• SET PROBLEM: Return every line of the material exactly.
>> START DATA
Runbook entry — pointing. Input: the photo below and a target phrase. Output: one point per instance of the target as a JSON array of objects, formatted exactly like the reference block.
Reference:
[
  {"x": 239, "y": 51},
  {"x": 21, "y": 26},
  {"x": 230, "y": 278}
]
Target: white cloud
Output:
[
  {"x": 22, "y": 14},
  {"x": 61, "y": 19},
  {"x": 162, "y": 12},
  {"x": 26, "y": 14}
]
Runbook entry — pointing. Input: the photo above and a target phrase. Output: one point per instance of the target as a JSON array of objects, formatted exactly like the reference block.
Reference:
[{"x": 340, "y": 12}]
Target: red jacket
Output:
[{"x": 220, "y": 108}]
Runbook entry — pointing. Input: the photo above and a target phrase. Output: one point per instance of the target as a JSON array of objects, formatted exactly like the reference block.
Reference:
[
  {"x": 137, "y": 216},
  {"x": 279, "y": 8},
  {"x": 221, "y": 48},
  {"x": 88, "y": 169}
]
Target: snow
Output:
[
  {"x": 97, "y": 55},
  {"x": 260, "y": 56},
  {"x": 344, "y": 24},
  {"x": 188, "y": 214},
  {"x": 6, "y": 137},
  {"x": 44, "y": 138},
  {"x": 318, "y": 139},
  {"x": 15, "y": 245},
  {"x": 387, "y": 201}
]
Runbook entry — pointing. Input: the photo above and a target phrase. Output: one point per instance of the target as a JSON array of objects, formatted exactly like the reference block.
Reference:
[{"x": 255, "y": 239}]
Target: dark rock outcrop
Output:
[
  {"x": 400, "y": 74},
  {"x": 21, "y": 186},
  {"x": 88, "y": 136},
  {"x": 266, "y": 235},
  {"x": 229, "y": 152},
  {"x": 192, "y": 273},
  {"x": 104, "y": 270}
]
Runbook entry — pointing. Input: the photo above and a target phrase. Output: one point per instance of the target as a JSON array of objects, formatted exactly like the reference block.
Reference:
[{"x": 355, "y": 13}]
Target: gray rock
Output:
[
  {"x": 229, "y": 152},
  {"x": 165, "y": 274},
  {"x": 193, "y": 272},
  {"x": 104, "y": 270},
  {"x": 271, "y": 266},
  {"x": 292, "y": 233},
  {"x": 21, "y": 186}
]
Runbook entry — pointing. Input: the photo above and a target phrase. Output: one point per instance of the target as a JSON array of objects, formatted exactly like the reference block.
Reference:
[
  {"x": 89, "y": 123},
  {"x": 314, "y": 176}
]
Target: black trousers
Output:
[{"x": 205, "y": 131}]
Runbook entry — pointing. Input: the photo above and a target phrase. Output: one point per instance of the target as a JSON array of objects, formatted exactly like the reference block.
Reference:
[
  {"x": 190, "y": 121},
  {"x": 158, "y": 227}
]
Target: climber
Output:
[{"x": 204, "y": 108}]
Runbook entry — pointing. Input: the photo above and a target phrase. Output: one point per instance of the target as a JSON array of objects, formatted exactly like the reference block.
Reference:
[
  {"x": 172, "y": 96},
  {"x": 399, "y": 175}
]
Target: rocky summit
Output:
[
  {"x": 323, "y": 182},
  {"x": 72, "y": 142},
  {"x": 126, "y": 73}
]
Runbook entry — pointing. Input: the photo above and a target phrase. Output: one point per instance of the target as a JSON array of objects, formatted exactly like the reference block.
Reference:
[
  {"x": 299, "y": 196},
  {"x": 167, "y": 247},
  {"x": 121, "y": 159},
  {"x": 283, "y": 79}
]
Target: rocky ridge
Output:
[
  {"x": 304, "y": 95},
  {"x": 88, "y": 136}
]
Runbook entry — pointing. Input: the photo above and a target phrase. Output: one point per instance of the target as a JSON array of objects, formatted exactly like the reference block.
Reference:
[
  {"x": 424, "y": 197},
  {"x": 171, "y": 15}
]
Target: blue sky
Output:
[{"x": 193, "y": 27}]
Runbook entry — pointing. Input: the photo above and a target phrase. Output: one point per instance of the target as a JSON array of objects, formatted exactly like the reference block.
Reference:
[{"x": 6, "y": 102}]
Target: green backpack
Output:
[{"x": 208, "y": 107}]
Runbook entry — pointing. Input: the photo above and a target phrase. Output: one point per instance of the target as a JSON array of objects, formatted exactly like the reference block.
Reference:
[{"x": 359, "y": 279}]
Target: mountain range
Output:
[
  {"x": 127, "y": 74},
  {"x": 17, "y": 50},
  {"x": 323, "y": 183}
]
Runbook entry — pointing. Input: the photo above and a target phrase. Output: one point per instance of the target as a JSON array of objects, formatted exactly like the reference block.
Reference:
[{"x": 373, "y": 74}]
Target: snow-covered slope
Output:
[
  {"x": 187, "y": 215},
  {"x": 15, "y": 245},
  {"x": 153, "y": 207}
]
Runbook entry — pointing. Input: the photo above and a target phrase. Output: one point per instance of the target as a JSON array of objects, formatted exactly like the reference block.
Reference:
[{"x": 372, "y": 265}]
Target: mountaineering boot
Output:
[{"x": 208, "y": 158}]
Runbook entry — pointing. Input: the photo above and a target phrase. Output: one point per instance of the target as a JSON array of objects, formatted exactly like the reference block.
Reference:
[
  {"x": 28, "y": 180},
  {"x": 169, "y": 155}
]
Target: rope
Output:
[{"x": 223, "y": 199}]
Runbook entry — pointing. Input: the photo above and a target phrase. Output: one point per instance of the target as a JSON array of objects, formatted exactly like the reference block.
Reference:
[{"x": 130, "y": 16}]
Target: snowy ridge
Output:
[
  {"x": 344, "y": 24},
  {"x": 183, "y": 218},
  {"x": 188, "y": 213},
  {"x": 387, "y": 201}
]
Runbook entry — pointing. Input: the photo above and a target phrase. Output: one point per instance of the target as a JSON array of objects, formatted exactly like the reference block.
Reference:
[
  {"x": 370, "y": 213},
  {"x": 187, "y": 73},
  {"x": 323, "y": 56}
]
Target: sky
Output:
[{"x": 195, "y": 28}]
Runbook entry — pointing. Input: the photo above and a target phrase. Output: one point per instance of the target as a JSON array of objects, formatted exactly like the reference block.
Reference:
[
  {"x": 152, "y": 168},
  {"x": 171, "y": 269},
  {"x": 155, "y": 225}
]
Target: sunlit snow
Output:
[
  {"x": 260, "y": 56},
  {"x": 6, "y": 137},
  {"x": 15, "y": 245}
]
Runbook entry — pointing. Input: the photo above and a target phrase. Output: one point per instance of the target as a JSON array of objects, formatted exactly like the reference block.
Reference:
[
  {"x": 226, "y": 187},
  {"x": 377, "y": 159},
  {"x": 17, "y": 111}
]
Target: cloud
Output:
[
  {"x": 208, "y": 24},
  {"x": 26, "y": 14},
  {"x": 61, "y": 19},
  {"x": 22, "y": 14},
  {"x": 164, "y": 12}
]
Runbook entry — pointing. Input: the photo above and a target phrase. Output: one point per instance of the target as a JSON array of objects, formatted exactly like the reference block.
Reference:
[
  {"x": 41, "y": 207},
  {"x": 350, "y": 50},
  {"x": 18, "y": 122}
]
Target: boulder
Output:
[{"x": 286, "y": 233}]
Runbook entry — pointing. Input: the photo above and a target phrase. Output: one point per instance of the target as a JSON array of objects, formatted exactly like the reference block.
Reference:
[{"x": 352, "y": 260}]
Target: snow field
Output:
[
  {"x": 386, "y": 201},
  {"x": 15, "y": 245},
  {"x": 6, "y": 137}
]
>> END DATA
• RESULT BELOW:
Runbook entry — pointing. Input: the photo below and a target phrase. Output: one point per instance of the target as a JSON array of objects, formatted exactly like the reference block.
Reference:
[
  {"x": 239, "y": 51},
  {"x": 21, "y": 26},
  {"x": 230, "y": 278}
]
Target: white cloud
Output:
[
  {"x": 22, "y": 14},
  {"x": 61, "y": 19},
  {"x": 162, "y": 12},
  {"x": 26, "y": 14}
]
Runbook entry — pointing. Input: the photo above and a target phrase. Output: one point per instance of the target as a JSON array of objects, formatted exactly like the reference block.
Reference:
[{"x": 340, "y": 12}]
Target: red jacket
Output:
[{"x": 220, "y": 108}]
Runbook entry — pointing. Input: the photo above and a target phrase. Output: one point per instance of the target as a JSON array of objects, formatted exactly like the reference block.
Reference:
[
  {"x": 137, "y": 216},
  {"x": 279, "y": 8},
  {"x": 221, "y": 48},
  {"x": 88, "y": 169}
]
Target: snow
Output:
[
  {"x": 97, "y": 55},
  {"x": 260, "y": 56},
  {"x": 344, "y": 24},
  {"x": 188, "y": 214},
  {"x": 6, "y": 137},
  {"x": 44, "y": 138},
  {"x": 318, "y": 139},
  {"x": 15, "y": 245},
  {"x": 387, "y": 201}
]
Runbook entry — pointing. Input: the photo above and a target phrase. Output: one point per instance of the target as a JSON array of objects, formatted exactly like the reference block.
Reference:
[{"x": 255, "y": 239}]
Target: dark rock outcrop
Output:
[
  {"x": 400, "y": 74},
  {"x": 21, "y": 186},
  {"x": 88, "y": 136},
  {"x": 266, "y": 235},
  {"x": 229, "y": 152},
  {"x": 192, "y": 273},
  {"x": 104, "y": 270}
]
Runbook entry — pointing. Input: the photo above and a target phrase. Output: one point per instance of the target as a JSON array of objects, formatted exactly like the reference block.
Reference:
[{"x": 355, "y": 13}]
Target: gray rock
Output:
[
  {"x": 229, "y": 152},
  {"x": 165, "y": 274},
  {"x": 193, "y": 272},
  {"x": 104, "y": 270},
  {"x": 271, "y": 266},
  {"x": 292, "y": 233},
  {"x": 21, "y": 186}
]
Runbook entry — pointing. Input: the photo above and a target phrase. Output: one point per instance of the target as a JSON array of objects, formatted exactly like the reference block.
Reference:
[
  {"x": 89, "y": 123},
  {"x": 314, "y": 176}
]
Target: black trousers
Output:
[{"x": 205, "y": 131}]
Runbook entry — pointing. Input: the photo above and a target phrase. Output: one point per instance of the target as a JSON array of objects, formatted exactly like the reference block.
Reference:
[
  {"x": 190, "y": 121},
  {"x": 158, "y": 227}
]
Target: climber
Output:
[{"x": 204, "y": 108}]
Runbook entry — pointing. Input: the photo above and a target phrase. Output: one point per instance of the target as a JSON array of objects, formatted exactly like the reference block.
Reference:
[
  {"x": 172, "y": 96},
  {"x": 399, "y": 175}
]
Target: rocky summit
Output:
[
  {"x": 323, "y": 182},
  {"x": 72, "y": 142},
  {"x": 126, "y": 73}
]
Runbook entry — pointing. Input: the photo above and a target phrase. Output: one point per instance of the target as a JSON array of objects, formatted exactly like the reference block.
Reference:
[
  {"x": 299, "y": 196},
  {"x": 167, "y": 247},
  {"x": 121, "y": 159},
  {"x": 283, "y": 79}
]
Target: rocky ridge
Output:
[
  {"x": 304, "y": 95},
  {"x": 88, "y": 136}
]
Runbook entry — pointing. Input: the photo above and a target phrase. Output: one point per instance of the target as a JSON array of objects, formatted exactly like the reference block.
Reference:
[
  {"x": 424, "y": 197},
  {"x": 171, "y": 15}
]
Target: blue sky
Output:
[{"x": 193, "y": 27}]
Runbook entry — pointing. Input: the photo above and a target phrase. Output: one point per instance of the target as a JSON array of objects, formatted exactly like the reference block.
Reference:
[{"x": 6, "y": 102}]
Target: green backpack
Output:
[{"x": 208, "y": 107}]
Runbook entry — pointing. Input: the photo above and a target phrase. Output: one point per instance of the target as a JSON array of objects, formatted exactly like the reference block.
Reference:
[{"x": 359, "y": 279}]
Target: mountain range
Output:
[
  {"x": 127, "y": 74},
  {"x": 17, "y": 50},
  {"x": 323, "y": 183}
]
Runbook entry — pointing. Input: the photo above and a target phrase. Output: one point per instance of the target as a JSON array of objects, formatted exactly like the reference block.
Reference:
[{"x": 373, "y": 74}]
Target: snow-covered slope
Output:
[
  {"x": 187, "y": 215},
  {"x": 15, "y": 245},
  {"x": 153, "y": 207}
]
Runbook entry — pointing. Input: the photo above and a target phrase. Output: one point per instance of the target as a JSON array of objects, formatted exactly like the reference block.
Reference:
[{"x": 372, "y": 265}]
Target: mountaineering boot
Output:
[{"x": 208, "y": 158}]
Runbook entry — pointing. Input: the photo above and a target phrase. Output: one point per instance of the target as a JSON array of objects, formatted exactly like the reference block.
Reference:
[
  {"x": 28, "y": 180},
  {"x": 169, "y": 155}
]
Target: rope
Output:
[{"x": 223, "y": 199}]
Runbook entry — pointing. Input: the photo above and a target phrase. Output: one point per instance of the target as a JSON array of objects, formatted exactly like the reference block.
Reference:
[{"x": 130, "y": 16}]
Target: snowy ridge
Output:
[
  {"x": 344, "y": 24},
  {"x": 183, "y": 218},
  {"x": 188, "y": 213},
  {"x": 387, "y": 201}
]
Runbook entry — pointing. Input: the photo above and a target phrase. Output: one point per instance of the target as a JSON array of objects, formatted exactly like the reference block.
Reference:
[
  {"x": 370, "y": 213},
  {"x": 187, "y": 73},
  {"x": 323, "y": 56}
]
Target: sky
Output:
[{"x": 195, "y": 28}]
Runbook entry — pointing. Input: the photo above and a target phrase. Output: one point per instance of the target as a JSON array of objects, formatted exactly like the reference block.
Reference:
[
  {"x": 152, "y": 168},
  {"x": 171, "y": 269},
  {"x": 155, "y": 225}
]
Target: sunlit snow
Output:
[
  {"x": 260, "y": 56},
  {"x": 6, "y": 137},
  {"x": 15, "y": 245}
]
Runbook entry — pointing. Input: the photo above and a target phrase. Output: one point per instance of the target as a JSON array of objects, formatted exactly like the reference block.
Reference:
[
  {"x": 226, "y": 187},
  {"x": 377, "y": 159},
  {"x": 17, "y": 111}
]
Target: cloud
Output:
[
  {"x": 208, "y": 24},
  {"x": 26, "y": 14},
  {"x": 61, "y": 19},
  {"x": 22, "y": 14},
  {"x": 164, "y": 12}
]
Runbook entry — pointing. Input: the photo above and a target phrase. Output: one point per instance of the target as a JSON array of objects, formatted exactly like the reference block.
Reference:
[
  {"x": 41, "y": 207},
  {"x": 350, "y": 50},
  {"x": 18, "y": 122}
]
Target: boulder
Output:
[{"x": 286, "y": 233}]
Runbook entry — pointing. Input: the photo above and a target phrase. Output: one point per instance of the target as a JSON array of objects, formatted exactly like the reference block.
Reference:
[{"x": 352, "y": 260}]
Target: snow field
Output:
[
  {"x": 386, "y": 201},
  {"x": 15, "y": 245},
  {"x": 6, "y": 137}
]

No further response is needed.